### Task details
Work through the entries below line by line and give the number of lines with the string "background", nothing else.

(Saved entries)
────────────────

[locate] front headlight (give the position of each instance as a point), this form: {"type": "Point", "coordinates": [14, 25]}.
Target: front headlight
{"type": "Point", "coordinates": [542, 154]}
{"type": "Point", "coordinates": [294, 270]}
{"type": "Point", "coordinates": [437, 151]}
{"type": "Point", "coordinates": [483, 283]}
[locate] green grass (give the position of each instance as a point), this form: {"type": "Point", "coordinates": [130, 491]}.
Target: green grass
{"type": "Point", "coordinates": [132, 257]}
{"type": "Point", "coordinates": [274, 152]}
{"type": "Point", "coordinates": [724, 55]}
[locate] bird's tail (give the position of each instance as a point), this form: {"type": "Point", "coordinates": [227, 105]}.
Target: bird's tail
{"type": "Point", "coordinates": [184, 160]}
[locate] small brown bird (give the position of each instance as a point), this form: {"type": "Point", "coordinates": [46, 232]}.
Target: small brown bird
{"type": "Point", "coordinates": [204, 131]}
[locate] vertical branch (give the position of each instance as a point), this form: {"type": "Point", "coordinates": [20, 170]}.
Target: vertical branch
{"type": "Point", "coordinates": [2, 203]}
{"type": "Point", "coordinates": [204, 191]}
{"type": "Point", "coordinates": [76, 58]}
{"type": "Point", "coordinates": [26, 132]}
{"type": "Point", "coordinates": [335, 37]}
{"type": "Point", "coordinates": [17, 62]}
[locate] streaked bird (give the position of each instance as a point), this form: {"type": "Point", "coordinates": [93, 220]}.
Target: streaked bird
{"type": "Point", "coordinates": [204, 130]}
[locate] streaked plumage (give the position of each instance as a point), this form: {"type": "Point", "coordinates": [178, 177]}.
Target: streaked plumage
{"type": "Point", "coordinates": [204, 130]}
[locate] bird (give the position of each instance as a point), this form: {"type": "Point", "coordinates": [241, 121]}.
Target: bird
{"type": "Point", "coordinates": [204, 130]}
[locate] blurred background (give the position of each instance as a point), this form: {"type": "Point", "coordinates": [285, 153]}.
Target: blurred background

────────────────

### Task solution
2